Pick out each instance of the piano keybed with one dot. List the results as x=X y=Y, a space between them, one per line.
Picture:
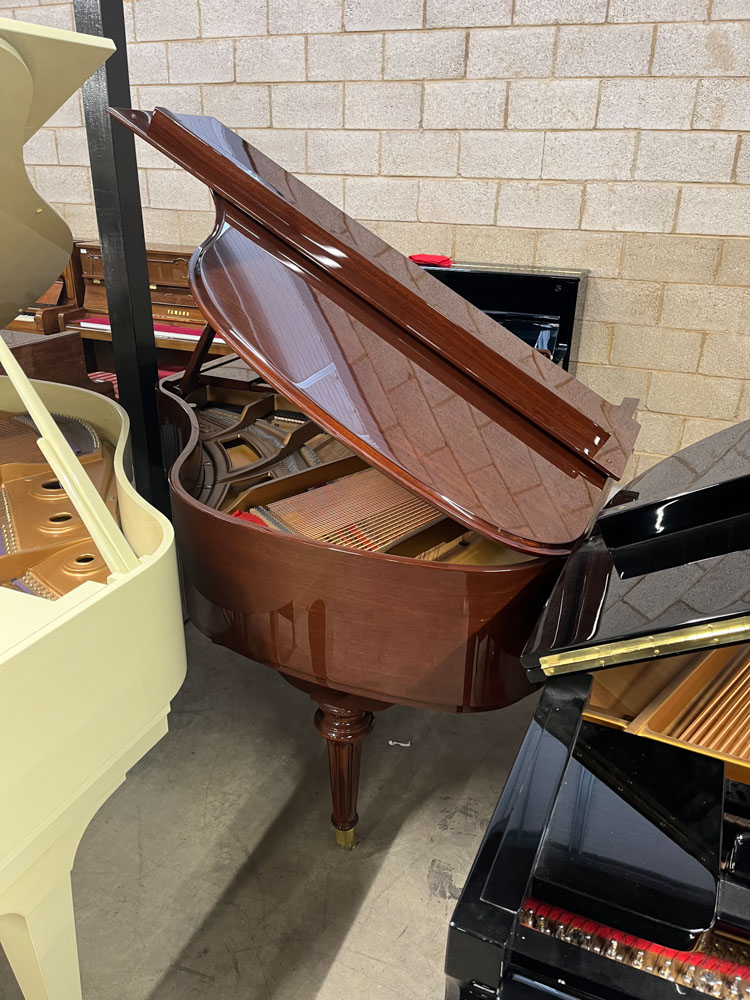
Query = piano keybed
x=718 y=967
x=45 y=549
x=271 y=466
x=699 y=700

● ● ●

• _TASK GOAL_
Write out the rows above again with "piano keybed" switched to "piano keyboard" everywhere it appears, keeping everything else the same. Leave the pictures out.

• _FULL OUTPUT_
Pick out each instance of the piano keyboard with one dot. List the results as x=X y=Y, a space between them, one per line.
Picture:
Query = piano keyboard
x=718 y=967
x=45 y=549
x=271 y=466
x=699 y=700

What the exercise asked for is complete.